夏になると海水浴客でにぎわう土井ヶ浜。
美しい白い砂浜が有名で、
わざわざ他県からも泳ぎに来るほどです。
元寇では蒙古の大軍が押し寄せており、
所々で色々な伝承があったりしますが、
蒙古兵を埋葬したとされる場所もあり、
塚印に3本の松が植えられたという。
その3本のうち1本は枯れてしまい、
2本が残っていたようですが、
枯れたその松の枝を焚くと、
火粉が散り大風になる言い伝えがあり、
残った2本の松は[鬼の松]と呼ばれ、
明治期まで巨木として立っていました。
吉田松陰もこの[鬼の松]を見たことが、
[廻浦紀略]にも記されており、
当時は有名な巨木だったようです。
・・が、日清戦争の際に自ら火を発し、
燃え上がって焼失してしまったという。
これを人々は日本勝利の吉報と考えました。
ポジティブですね。
その[鬼の松]が立っていたのは、
現在の[忠魂碑の丘]という場所らしい。
土井ヶ浜周辺(忠魂碑の丘の場所)
「史跡 土井ヶ浜遺跡」。
土井ケ浜近くの砂地の丘にある遺跡で、
弥生時代前期に営まれた集団墓地。

* _提供情報_:
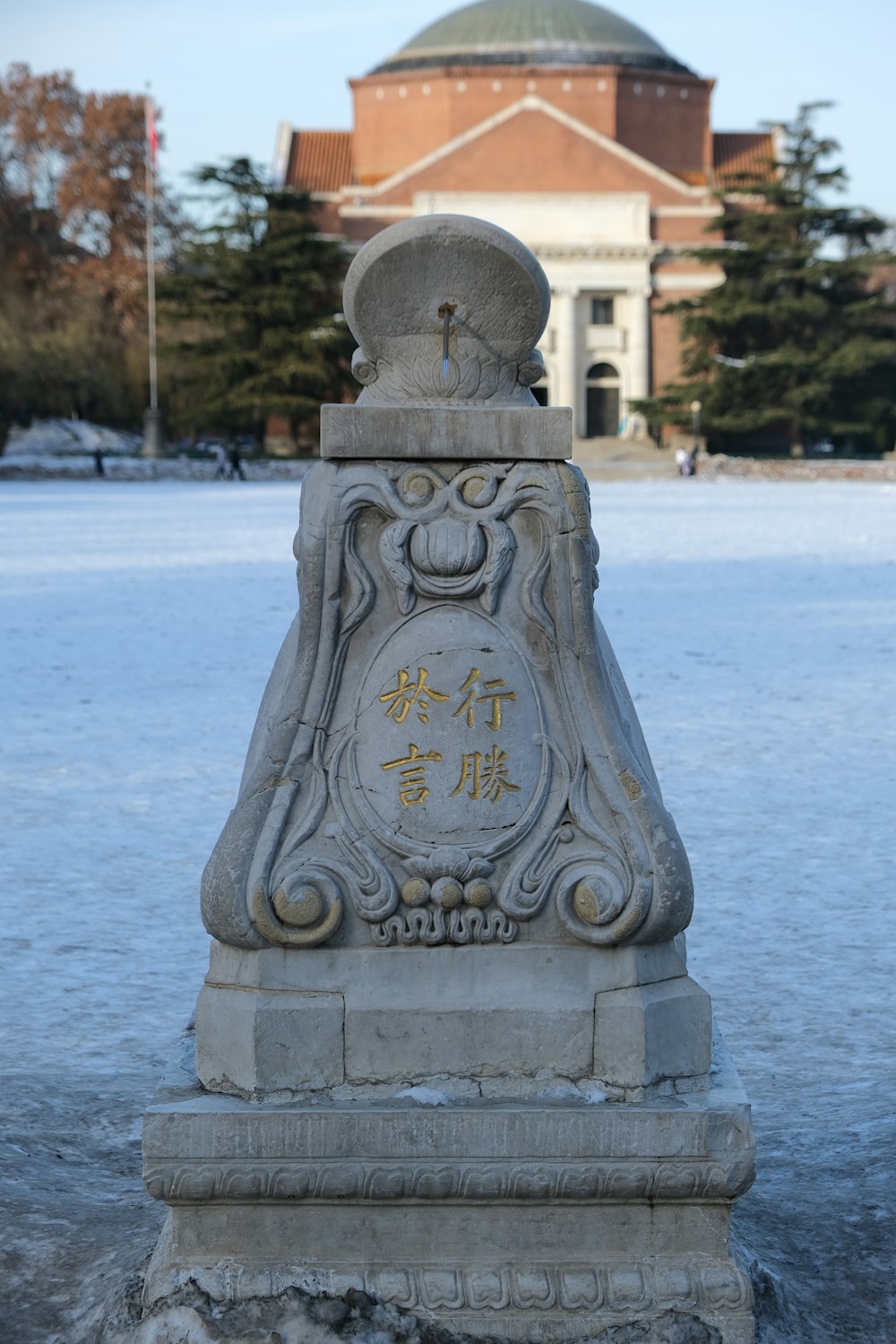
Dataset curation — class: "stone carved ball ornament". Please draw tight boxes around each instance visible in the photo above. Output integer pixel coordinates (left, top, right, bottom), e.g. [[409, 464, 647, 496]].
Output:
[[342, 215, 551, 406], [202, 217, 692, 949]]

* _課題の目的_: 土井ヶ浜についての本文から、「吉田松陰もこの[鬼の松]を見たことが、」で始まり「弥生時代前期に営まれた集団墓地。」で終わる部分を、一字一句変えずに出力してもらえますか? 上に示した行は、ここでは使いません。

* _完全な解答_:
吉田松陰もこの[鬼の松]を見たことが、
[廻浦紀略]にも記されており、
当時は有名な巨木だったようです。
・・が、日清戦争の際に自ら火を発し、
燃え上がって焼失してしまったという。
これを人々は日本勝利の吉報と考えました。
ポジティブですね。
その[鬼の松]が立っていたのは、
現在の[忠魂碑の丘]という場所らしい。
土井ヶ浜周辺(忠魂碑の丘の場所)
「史跡 土井ヶ浜遺跡」。
土井ケ浜近くの砂地の丘にある遺跡で、
弥生時代前期に営まれた集団墓地。